→ **OBJECTIVE**:
Copy out everything in the listing from the very beginning down through the line containing "[19, 19, 101, 28]", changing "street" to "road" and leaving the rest untouched.

→ **EXCERPTED DATA**:
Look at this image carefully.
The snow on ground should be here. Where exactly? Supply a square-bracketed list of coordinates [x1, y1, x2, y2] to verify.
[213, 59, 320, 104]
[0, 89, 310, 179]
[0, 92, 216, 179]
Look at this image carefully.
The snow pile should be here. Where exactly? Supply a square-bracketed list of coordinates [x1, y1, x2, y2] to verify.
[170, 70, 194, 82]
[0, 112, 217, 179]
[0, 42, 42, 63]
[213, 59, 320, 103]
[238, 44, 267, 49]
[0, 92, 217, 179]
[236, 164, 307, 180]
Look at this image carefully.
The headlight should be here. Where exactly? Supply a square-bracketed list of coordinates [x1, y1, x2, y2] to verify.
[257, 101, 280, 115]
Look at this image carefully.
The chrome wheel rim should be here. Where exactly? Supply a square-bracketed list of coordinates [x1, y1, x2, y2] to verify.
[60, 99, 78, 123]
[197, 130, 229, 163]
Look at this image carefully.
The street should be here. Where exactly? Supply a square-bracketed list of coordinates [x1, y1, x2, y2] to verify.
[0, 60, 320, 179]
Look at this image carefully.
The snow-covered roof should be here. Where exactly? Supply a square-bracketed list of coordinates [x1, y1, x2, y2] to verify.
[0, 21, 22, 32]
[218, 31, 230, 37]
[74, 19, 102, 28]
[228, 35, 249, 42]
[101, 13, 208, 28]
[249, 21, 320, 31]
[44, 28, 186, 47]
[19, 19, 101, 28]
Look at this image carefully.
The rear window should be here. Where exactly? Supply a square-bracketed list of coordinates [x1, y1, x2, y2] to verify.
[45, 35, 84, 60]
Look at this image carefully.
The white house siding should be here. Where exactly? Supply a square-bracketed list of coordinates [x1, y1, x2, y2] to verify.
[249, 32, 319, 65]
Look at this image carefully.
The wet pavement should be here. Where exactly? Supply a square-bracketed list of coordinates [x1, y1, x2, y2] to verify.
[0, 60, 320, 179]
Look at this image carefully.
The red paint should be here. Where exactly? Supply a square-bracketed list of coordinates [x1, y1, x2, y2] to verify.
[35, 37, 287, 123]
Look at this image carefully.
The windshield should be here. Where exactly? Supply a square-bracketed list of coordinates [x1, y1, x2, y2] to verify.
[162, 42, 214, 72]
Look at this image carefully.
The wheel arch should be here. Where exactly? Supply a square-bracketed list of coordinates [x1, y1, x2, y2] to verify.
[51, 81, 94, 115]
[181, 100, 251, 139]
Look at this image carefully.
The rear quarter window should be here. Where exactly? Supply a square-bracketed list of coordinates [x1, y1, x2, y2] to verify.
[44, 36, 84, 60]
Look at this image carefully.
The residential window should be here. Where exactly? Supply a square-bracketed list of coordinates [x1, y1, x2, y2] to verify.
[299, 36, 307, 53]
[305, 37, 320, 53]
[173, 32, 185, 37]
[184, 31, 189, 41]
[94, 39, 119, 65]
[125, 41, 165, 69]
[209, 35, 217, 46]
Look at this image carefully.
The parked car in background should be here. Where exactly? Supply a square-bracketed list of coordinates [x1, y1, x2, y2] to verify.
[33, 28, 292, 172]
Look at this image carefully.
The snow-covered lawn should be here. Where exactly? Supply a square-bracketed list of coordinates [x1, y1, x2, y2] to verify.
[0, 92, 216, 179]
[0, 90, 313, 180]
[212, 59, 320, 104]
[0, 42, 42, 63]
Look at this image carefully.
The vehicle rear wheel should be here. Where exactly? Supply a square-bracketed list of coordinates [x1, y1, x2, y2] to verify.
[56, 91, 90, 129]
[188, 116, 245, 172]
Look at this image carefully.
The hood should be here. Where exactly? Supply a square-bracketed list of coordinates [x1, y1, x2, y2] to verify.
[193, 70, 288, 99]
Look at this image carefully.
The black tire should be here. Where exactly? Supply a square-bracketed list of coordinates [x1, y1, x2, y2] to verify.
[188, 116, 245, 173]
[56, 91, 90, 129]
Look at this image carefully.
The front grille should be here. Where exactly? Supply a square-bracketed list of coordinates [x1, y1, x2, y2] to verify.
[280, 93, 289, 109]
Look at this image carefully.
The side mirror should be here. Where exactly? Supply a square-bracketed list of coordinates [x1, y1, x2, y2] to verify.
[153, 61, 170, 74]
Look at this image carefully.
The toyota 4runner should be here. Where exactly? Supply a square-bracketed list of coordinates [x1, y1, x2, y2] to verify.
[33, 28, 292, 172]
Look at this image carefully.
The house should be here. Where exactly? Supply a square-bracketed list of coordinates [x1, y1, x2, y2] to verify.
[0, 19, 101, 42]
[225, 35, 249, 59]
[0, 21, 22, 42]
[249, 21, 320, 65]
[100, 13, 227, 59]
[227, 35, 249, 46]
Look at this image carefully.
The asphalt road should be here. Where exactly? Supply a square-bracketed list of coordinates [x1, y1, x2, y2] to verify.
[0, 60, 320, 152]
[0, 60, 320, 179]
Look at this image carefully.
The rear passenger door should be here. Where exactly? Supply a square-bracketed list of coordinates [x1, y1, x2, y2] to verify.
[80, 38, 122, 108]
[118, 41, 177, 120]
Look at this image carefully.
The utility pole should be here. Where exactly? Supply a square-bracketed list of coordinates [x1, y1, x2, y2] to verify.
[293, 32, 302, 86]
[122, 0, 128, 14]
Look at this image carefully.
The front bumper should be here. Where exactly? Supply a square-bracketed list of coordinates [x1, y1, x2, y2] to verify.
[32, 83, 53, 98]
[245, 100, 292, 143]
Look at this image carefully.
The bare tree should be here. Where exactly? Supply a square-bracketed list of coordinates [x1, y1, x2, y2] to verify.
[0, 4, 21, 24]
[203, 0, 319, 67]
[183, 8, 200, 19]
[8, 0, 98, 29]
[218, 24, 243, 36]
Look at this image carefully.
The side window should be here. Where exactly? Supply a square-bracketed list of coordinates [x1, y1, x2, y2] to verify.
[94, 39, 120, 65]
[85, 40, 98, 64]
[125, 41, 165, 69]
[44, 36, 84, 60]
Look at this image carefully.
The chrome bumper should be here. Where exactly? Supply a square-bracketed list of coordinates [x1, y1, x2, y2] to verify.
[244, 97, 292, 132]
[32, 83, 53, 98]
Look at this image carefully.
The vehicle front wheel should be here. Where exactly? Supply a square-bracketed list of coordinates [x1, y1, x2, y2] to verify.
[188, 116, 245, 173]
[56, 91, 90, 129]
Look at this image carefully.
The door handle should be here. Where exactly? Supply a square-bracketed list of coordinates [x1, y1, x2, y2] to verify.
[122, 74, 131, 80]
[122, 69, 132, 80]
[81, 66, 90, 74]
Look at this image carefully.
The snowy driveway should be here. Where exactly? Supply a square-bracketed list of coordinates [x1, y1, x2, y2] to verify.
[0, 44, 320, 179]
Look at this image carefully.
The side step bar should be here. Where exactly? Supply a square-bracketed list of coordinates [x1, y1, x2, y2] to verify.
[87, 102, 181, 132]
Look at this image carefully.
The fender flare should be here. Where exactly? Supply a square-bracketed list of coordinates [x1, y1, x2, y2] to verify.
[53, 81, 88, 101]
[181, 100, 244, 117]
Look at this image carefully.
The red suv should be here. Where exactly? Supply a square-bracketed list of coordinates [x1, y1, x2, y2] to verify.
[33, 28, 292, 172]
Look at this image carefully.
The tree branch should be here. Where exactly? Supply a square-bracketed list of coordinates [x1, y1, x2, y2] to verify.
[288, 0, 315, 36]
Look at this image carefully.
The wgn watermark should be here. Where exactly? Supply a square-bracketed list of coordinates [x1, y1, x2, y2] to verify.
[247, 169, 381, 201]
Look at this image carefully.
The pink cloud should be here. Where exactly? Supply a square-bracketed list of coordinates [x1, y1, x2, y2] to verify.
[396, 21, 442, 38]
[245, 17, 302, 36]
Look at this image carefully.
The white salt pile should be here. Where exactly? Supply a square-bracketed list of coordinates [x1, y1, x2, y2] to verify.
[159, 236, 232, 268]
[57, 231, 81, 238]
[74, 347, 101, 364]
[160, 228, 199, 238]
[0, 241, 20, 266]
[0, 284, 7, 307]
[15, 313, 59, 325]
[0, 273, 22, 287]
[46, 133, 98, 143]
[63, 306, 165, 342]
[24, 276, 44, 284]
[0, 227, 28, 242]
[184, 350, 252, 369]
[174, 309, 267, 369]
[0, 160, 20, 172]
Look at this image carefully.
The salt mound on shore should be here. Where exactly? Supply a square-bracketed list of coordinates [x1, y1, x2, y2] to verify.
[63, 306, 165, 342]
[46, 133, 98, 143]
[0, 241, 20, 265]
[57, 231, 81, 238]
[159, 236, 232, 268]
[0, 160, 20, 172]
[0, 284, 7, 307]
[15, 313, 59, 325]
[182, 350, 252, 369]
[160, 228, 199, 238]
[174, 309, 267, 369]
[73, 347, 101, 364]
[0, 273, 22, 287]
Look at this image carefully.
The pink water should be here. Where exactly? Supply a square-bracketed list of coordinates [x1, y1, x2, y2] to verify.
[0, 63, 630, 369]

→ **SOLUTION TO THIS TASK**:
Look at this image carefully.
The snow on ground should be here. Where exactly? Supply a square-bracketed list of coordinates [x1, y1, x2, y2] to verify.
[213, 59, 320, 104]
[0, 89, 310, 179]
[0, 92, 216, 179]
Look at this image carefully.
The snow pile should be here. Where exactly? Supply a square-bracketed list of coordinates [x1, y1, x2, y2] to verify.
[170, 70, 194, 82]
[0, 112, 217, 179]
[0, 42, 42, 63]
[213, 59, 320, 103]
[238, 44, 267, 49]
[0, 92, 217, 179]
[236, 164, 307, 180]
Look at this image carefully.
The headlight should be here. Where exactly? Supply a square-bracketed list of coordinates [x1, y1, x2, y2] to verify.
[257, 101, 280, 115]
Look at this image carefully.
The chrome wheel rim should be here. Where exactly? Supply a square-bracketed list of coordinates [x1, y1, x2, y2] to verify.
[60, 99, 78, 123]
[197, 130, 229, 163]
Look at this image carefully.
The road should be here. Where exactly? Supply a square-bracketed list of coordinates [x1, y1, x2, y2] to verify.
[0, 60, 320, 179]
Look at this image carefully.
The snow-covered roof should be here. Where exactly? Supply a square-bracketed list of coordinates [x1, y1, x2, y2] to verify.
[0, 21, 22, 32]
[218, 31, 230, 37]
[74, 19, 102, 28]
[228, 35, 249, 42]
[101, 13, 208, 28]
[249, 21, 320, 31]
[44, 28, 186, 47]
[19, 19, 101, 28]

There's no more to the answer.